Required work:
Rewrite all the records that follow, replacing "Point out each one with a dot" with "Mark each one with a point" everywhere and keeping everything else the same. Leave the pictures out.

Material for the task:
○ ○ ○

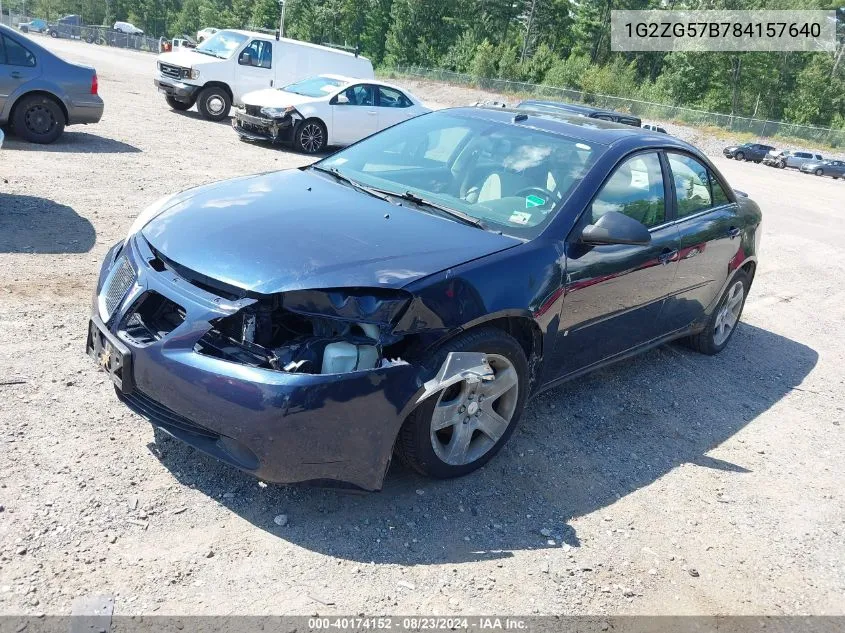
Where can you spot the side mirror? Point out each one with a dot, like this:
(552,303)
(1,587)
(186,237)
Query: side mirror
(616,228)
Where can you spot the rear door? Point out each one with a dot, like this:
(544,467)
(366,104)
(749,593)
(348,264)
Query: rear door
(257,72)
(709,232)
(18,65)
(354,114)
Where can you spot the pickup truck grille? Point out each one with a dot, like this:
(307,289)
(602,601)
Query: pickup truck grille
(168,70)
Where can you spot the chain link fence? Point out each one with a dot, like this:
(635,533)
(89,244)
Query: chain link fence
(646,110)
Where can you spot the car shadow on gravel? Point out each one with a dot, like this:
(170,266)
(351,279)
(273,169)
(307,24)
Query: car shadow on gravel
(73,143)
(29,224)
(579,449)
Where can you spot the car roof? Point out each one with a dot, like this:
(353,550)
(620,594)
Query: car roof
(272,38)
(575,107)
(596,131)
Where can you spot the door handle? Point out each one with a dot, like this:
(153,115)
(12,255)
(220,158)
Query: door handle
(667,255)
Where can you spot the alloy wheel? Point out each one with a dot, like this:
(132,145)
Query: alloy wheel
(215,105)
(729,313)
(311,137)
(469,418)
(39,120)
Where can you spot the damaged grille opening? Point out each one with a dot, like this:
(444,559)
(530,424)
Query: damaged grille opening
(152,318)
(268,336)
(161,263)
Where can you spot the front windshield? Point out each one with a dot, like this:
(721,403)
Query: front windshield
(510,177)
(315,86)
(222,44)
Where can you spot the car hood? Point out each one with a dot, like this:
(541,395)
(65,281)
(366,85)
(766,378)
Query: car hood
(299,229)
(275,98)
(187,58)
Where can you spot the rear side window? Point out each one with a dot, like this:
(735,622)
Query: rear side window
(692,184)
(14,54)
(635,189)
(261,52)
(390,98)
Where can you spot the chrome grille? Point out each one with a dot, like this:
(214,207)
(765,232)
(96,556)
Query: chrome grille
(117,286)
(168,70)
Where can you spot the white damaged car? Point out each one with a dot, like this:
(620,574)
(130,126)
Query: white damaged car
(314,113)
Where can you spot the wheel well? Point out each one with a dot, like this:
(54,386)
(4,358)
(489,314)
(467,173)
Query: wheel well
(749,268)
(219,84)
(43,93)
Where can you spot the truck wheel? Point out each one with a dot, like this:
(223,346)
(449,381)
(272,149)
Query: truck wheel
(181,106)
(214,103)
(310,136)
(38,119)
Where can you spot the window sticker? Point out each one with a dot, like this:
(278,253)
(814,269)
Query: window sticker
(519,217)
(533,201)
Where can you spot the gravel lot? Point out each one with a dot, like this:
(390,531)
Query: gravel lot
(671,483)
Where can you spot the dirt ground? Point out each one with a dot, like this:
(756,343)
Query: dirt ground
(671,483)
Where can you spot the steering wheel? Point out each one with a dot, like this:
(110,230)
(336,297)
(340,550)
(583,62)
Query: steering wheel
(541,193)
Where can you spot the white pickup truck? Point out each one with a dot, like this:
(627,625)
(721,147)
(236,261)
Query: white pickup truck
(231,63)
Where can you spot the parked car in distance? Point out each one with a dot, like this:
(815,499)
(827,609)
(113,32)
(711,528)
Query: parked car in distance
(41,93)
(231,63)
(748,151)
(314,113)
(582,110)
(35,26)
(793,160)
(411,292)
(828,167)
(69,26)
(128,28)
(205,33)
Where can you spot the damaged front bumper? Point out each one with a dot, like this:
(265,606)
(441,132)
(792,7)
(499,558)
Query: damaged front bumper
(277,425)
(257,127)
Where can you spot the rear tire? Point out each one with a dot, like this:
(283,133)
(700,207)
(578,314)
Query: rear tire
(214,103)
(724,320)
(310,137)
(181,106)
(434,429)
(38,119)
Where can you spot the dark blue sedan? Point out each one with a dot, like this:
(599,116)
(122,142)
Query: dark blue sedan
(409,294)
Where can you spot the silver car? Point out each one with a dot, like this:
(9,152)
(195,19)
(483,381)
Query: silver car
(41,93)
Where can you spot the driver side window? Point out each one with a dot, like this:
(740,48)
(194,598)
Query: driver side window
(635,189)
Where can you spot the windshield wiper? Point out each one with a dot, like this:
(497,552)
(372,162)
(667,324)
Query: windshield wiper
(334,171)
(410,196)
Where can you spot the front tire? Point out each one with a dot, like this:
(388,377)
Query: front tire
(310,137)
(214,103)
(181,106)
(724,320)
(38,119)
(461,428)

○ ○ ○

Expected output:
Where can you spot the side mirror? Mark each one with a point, like this:
(552,303)
(1,587)
(186,237)
Query: side mirror
(616,228)
Where can you spot the rear door? Mark each one with a point, like this:
(544,467)
(366,104)
(749,593)
(348,264)
Query: rear door
(257,72)
(709,232)
(18,65)
(354,114)
Where can you spot the pickup truck grille? Mark each one with a point, like this:
(307,289)
(602,601)
Query: pickup truck grille
(168,70)
Where can you spot the chain link fence? Mark each one with a point, like this:
(635,533)
(89,244)
Query: chain link fence
(646,110)
Where can you spot the car shadow on gravel? Mark each one with a point, like this:
(170,266)
(351,279)
(273,169)
(307,24)
Query: car shadow on gravel
(73,143)
(29,224)
(579,449)
Where can you spot the car roof? Mark each one with a point, like this:
(353,550)
(620,594)
Query: car roof
(272,38)
(575,107)
(596,131)
Where can you spot the door handle? Mark each one with a point, like this:
(153,115)
(12,255)
(220,158)
Query: door handle
(667,255)
Where can you spot the alloy wheel? Mark each one with a point, like this:
(132,145)
Query: alloy wheel
(215,105)
(729,313)
(311,137)
(469,418)
(39,120)
Where can you spot the damaged grille opening? Mark each one with a point, like this:
(444,559)
(530,424)
Query: damaged grille opening
(152,318)
(268,336)
(161,263)
Where can you spot the front windshield? Mark each one with a point, like this:
(721,403)
Query: front windshield
(510,177)
(315,86)
(222,44)
Where can you spot the car hood? Mark each one with a point, like this:
(541,395)
(65,281)
(366,85)
(766,378)
Query: car hood
(299,229)
(275,98)
(187,58)
Where can you spot the rear side window? Mark each one with a point, like this:
(735,622)
Query: rear side window
(692,184)
(14,54)
(635,189)
(261,52)
(390,98)
Where can you spot the chrome grille? Mark each one with a point, like this:
(214,207)
(765,232)
(96,556)
Query: chrome grille
(117,286)
(168,70)
Where can you spot the white damaged car? Mark each one with a point, like this:
(620,574)
(130,126)
Query: white damaged car
(314,113)
Where can you spot the wheel well? Mark each one with a point, like this:
(54,386)
(4,358)
(489,314)
(467,173)
Query: wheel well
(749,268)
(219,84)
(43,93)
Where can you spot the truck wheel? Mark each one with a point, like this:
(223,346)
(449,381)
(272,149)
Query: truck wheel
(181,106)
(214,103)
(310,136)
(38,119)
Where can you spot the window sticker? Mark each one with a point, like this:
(278,253)
(814,269)
Query: window sticker
(519,217)
(533,201)
Where can you spot the gravel lot? Mark each one with a point, like this:
(390,531)
Query: gravel lot
(671,483)
Where can you spot the dirt ground? Mark each one with a point, like this:
(756,343)
Query: dirt ground
(671,483)
Where can you spot the steering wheel? Mark each one with a point, like this:
(110,230)
(336,297)
(340,550)
(583,62)
Query: steering wheel
(541,193)
Where can you spot the white pickup truck? Mark each one with a point, like this:
(627,625)
(721,147)
(236,261)
Query: white pickup truck
(231,63)
Where can you spot the parked car in distance? Mark each one with a point, like this:
(815,499)
(827,609)
(113,32)
(711,528)
Query: parked car in distance
(41,93)
(231,63)
(748,151)
(314,113)
(582,110)
(35,26)
(793,160)
(411,292)
(828,167)
(69,26)
(128,28)
(205,33)
Where can you spot the damaged front bumper? Mark each one with a point, like this:
(265,606)
(441,132)
(792,7)
(499,558)
Query: damaged front bumper
(277,425)
(257,127)
Where can you spot the rear tire? Mark each one with a point, like this:
(283,133)
(700,207)
(578,314)
Query: rear tire
(214,103)
(724,320)
(310,137)
(181,106)
(434,429)
(38,119)
Where can you spot the dark blue sedan? Mark each one with a point, like this:
(599,116)
(122,142)
Query: dark blue sedan
(409,294)
Where can you spot the silver car? Mark each one with a point, like this:
(9,152)
(195,19)
(483,381)
Query: silver car
(41,93)
Where can you spot the driver side window? Mark each one with a point, like this:
(740,48)
(194,598)
Query: driver side window
(635,189)
Where can you spot the windshield wiper? Mark each one with a point, like this:
(497,552)
(372,162)
(667,324)
Query: windshield wiper
(334,171)
(410,196)
Where can you spot the front tire? Mark each one with a point, like this:
(388,377)
Query: front tire
(310,137)
(214,103)
(181,106)
(724,320)
(38,119)
(461,428)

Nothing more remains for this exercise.